**To do:** Look through the data below and work out how many lines hold "pixels"; state only the number.

**Task data:**
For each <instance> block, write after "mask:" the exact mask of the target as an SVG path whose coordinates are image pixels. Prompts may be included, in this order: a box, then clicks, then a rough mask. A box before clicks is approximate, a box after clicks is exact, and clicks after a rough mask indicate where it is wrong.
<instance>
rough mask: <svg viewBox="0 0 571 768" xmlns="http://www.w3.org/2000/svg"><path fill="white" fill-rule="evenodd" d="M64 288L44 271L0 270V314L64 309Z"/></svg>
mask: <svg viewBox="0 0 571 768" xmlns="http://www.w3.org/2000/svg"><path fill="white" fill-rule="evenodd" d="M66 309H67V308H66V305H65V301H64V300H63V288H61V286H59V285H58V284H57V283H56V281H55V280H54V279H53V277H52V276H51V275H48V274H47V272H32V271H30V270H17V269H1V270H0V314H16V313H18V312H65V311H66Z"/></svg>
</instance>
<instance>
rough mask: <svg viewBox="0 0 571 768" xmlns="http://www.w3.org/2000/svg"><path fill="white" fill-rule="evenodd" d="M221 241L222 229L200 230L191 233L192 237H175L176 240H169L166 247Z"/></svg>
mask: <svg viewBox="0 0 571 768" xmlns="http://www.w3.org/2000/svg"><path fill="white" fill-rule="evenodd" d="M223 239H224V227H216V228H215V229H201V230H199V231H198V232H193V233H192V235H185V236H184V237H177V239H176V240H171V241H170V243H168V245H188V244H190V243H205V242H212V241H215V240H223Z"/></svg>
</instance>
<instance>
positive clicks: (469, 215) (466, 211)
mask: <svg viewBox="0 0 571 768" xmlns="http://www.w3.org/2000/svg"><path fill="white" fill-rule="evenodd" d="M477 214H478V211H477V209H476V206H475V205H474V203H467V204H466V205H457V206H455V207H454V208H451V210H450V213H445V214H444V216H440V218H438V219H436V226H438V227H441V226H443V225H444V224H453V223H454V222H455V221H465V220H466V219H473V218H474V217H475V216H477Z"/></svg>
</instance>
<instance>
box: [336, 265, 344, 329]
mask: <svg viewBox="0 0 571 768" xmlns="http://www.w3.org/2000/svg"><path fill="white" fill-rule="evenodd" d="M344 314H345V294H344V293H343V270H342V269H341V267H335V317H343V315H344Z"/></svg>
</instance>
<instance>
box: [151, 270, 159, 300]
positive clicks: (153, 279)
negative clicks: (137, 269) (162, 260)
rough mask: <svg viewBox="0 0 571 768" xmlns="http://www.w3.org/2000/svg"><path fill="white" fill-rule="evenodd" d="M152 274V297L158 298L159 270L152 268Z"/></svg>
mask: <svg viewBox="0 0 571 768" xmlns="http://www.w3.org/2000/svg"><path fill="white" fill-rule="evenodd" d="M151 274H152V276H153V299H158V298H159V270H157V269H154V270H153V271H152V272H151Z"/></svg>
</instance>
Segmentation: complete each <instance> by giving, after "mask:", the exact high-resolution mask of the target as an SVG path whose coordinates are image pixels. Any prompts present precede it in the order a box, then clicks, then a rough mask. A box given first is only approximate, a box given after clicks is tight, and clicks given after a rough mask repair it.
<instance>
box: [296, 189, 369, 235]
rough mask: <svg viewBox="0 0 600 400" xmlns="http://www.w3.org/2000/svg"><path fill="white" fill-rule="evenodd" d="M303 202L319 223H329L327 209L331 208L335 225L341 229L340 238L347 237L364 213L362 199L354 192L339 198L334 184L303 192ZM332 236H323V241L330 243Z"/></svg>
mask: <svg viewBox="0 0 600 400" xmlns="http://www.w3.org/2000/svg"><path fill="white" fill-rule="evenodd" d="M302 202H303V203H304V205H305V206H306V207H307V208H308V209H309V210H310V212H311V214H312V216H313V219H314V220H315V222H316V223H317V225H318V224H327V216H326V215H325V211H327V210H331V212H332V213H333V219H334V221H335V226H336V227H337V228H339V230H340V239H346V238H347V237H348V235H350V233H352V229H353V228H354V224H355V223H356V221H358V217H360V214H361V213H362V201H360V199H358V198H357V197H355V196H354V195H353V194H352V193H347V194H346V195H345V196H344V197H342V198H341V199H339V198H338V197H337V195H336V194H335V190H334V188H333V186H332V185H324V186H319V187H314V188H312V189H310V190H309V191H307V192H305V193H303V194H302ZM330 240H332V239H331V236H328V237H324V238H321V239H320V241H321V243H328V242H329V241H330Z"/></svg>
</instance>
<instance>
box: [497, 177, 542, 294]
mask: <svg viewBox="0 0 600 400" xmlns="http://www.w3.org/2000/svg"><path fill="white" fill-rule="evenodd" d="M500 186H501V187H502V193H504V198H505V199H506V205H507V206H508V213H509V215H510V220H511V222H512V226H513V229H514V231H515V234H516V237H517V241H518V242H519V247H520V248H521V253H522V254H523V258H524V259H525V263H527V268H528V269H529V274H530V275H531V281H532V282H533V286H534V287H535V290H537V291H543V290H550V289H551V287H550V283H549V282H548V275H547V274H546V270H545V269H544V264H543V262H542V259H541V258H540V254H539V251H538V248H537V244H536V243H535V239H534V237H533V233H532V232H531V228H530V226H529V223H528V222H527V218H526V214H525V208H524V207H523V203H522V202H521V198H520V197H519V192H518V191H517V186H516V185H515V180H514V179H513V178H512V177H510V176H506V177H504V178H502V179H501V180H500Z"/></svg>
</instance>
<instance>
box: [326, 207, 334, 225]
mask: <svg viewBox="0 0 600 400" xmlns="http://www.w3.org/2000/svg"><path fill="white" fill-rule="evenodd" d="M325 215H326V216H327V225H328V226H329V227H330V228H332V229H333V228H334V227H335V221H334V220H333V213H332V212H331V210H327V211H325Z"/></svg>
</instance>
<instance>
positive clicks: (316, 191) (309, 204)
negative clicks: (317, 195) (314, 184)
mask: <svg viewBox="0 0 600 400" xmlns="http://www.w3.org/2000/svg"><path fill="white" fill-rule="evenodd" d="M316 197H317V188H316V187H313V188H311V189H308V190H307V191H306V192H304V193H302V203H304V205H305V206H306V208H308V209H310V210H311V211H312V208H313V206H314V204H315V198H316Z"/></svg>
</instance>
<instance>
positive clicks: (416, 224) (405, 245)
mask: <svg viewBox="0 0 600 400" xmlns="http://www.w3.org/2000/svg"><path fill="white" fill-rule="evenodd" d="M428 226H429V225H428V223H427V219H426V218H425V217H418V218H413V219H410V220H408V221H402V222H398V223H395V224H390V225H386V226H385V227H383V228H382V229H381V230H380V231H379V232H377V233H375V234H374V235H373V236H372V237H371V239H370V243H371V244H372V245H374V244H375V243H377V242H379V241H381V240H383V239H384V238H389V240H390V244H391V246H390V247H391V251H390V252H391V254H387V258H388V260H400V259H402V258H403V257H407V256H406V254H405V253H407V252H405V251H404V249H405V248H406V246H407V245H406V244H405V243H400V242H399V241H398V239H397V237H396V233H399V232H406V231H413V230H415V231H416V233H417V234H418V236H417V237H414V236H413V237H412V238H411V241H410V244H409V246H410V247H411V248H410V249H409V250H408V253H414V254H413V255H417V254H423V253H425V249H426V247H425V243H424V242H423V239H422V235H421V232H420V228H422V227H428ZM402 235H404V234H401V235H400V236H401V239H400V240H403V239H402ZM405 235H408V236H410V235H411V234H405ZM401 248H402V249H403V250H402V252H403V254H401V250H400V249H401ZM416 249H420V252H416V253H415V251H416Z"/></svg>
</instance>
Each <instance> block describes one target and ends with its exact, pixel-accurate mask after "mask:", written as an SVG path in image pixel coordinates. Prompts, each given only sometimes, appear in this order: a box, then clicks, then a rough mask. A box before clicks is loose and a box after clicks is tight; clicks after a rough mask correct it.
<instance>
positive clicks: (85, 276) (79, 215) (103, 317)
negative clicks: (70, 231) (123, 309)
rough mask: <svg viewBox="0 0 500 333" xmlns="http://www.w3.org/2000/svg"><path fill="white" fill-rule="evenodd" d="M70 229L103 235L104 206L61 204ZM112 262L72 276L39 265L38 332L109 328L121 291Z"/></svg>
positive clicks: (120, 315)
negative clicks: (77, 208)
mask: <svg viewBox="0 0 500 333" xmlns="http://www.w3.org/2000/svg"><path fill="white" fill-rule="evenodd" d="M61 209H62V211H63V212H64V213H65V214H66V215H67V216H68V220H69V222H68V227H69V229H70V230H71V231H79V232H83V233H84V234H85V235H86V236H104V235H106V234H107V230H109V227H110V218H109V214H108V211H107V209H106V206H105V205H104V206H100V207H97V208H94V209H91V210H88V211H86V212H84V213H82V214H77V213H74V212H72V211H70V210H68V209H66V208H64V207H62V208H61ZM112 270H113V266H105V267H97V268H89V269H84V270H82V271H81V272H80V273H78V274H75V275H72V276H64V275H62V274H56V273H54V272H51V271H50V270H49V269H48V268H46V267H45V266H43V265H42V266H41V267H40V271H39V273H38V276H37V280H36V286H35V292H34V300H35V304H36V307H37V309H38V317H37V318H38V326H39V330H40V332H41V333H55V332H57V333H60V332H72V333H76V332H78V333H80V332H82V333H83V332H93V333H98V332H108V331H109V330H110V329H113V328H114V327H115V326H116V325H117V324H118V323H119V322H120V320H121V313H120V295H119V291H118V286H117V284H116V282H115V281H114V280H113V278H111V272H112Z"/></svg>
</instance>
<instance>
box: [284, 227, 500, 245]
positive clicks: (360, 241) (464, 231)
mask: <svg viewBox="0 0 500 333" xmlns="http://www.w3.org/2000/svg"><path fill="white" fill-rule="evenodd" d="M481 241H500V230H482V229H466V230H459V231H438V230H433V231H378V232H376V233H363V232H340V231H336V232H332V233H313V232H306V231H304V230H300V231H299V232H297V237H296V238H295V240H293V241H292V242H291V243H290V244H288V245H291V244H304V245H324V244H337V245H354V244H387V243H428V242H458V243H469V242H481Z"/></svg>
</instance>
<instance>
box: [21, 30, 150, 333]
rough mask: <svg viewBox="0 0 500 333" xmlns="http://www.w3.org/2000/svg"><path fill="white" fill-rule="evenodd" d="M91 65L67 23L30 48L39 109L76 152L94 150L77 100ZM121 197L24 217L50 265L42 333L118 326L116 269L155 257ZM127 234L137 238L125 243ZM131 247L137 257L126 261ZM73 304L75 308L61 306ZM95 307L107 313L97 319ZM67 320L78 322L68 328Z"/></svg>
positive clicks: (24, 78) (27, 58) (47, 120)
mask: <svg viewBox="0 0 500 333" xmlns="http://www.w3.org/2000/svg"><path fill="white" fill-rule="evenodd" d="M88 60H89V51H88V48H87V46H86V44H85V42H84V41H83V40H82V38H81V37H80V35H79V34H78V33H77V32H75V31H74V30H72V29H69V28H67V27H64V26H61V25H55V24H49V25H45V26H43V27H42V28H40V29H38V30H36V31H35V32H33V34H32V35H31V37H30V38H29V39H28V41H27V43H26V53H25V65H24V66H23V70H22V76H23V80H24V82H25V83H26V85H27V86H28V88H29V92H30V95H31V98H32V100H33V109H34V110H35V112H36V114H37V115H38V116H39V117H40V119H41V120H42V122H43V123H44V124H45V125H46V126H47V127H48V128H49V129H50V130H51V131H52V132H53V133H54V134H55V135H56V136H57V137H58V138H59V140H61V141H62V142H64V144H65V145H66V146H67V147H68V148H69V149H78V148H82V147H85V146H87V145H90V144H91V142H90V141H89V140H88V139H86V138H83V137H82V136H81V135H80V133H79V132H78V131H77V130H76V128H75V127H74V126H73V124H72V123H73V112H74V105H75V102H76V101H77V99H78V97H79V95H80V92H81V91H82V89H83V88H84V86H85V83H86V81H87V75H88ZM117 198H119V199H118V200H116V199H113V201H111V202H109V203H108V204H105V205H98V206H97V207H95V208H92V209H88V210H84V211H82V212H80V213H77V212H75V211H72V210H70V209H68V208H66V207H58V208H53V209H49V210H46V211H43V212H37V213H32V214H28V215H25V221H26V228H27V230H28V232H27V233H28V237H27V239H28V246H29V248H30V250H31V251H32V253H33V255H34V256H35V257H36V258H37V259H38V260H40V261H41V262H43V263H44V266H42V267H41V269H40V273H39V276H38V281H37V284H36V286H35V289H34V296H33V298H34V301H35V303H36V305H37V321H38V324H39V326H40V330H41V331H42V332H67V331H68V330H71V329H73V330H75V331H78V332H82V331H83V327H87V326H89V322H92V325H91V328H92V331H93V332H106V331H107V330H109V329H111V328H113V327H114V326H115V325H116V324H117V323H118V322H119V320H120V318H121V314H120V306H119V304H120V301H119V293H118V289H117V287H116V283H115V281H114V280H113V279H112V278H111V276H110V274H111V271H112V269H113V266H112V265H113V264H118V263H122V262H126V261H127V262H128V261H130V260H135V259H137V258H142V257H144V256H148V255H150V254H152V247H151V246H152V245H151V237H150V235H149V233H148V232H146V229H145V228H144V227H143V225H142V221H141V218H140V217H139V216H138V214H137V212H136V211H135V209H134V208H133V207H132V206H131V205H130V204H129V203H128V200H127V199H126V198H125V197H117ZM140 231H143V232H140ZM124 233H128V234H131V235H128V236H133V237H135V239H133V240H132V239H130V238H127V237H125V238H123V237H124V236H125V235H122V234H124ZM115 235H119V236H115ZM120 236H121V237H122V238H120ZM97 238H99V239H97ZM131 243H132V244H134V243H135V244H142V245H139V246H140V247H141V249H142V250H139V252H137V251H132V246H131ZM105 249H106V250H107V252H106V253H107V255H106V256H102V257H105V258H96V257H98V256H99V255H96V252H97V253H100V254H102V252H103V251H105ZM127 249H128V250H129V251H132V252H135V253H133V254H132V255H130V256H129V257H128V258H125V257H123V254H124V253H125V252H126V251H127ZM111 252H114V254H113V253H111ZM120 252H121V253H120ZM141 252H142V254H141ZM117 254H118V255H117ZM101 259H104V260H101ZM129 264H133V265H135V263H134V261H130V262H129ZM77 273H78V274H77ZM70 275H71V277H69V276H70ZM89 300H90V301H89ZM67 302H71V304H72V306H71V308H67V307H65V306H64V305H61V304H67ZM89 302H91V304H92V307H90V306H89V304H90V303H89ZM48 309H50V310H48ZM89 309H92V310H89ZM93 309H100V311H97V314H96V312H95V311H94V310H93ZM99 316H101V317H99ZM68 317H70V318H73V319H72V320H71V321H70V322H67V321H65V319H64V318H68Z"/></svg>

**Task result:** 2